───── SELECTED TEXT ─────

In Cox we have the most polite and affable version of Lecter, which has sparked endless debates on him vs Hopkins' performance. His supporters argue that it is precisely the veneer of authenticity and kindness that makes Cox so genuinely psychopathic and terrifying, but what good is it if there is no opposing force, no shattering of the mirror? Near the end of their conversation, Graham want to hear no more, and goes to leave, and the door conveniently does not open immediately, and he is forced to block out Lecter as he struggles to escape. He runs and runs and runs until he is outside, huffing and puffing with fear, and that is how he is captured candidly by Lounds (and that further ridicules the reaction). Lambs had no need to do this, to force emotional stress - Clarice was terrified, but all the same she could have left Lecter in that cell and never visited again, but she doesn't, and it is all the more intriguing, personal, and intense. Cox's Lecter provides no reason to fear or be swallowed up by his gaze, and brings nothing substantial to the film's narrative. What doesn't help is Petersen's performance, who takes each whispered and immersive comment profiling the killer to maximum profundity, and then adds second person perspective to milk very last drop of seriousness. In one moment, Petersen simply gazes at the camera in close-up, brooding endlessly, and the score hits overkill as it attempts to signal a moment of fear and retrospection.
As if that wasn't enough, each scene is also heavily synthesized, painfully and overly so. It's as if the sound mixer had somehow been snubbed on the credit list, and to compensate they had turned the volume knob all the way up in every pivotal moment. It makes no attempt at subtlety, but blares and blares, drowning out everything else on the screen. One of the film's better moments is marked by the score's absence; the quiet, intimate, conversation between Graham and his son, where he attempts to explain the current situation, and does not resort to dumbing down or use of clumsy metaphor. A rare moment of triumph for the soundtrack has Shriekback's Coelocanth sync up perfectly with the booming heartbeats of a tranquillised tiger, and the way the flute repeats three notes immediately conjures up imagery of a powerful beast stalking its prey through an Eastern jungle. Dollarhyde feels drawn to that kind of natural power, but it is also an intensely intimate moment for the blind Reba, as she runs her fingers through the fur. We have been warned of the serial killer's intentions for the 'surprise', and yes there is surprise, but in a good way, and the anxiety we hold is blissfully replaced with a scene of such sensuality, a hundredfold more for someone who relies on hearing and touch. And so, they sleep together later that night.

───── SUPPLIED DATA ─────

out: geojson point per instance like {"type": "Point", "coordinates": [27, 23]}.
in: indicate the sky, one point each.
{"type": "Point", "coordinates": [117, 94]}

─────

Can you continue the film review above, starting right after its final sentence?

The film ends in the messiest climax of them all. A small consolation to this is something I liked; the way in which wife and son are remarkably safe and out of the picture, and it is not some life or death situation which forces the detective to take action, but his own increasing fears and troubles. But it is nigh impossible to sell the slow-motion jumping through glass moment. Mann had to shoot this with a skeleton crew and no special effects backing him up, and it shows; he switches up all the lights to obscure the packets of ketchup masquerading at blood, his edits jump erratically from profile to close-up with no regard for coherency or pacing, and in perhaps the weirdest decision of them all, he utilises jump cuts to show gunshots and flailing bodies drop again and again. Oh, and he tosses more slow-motion in there.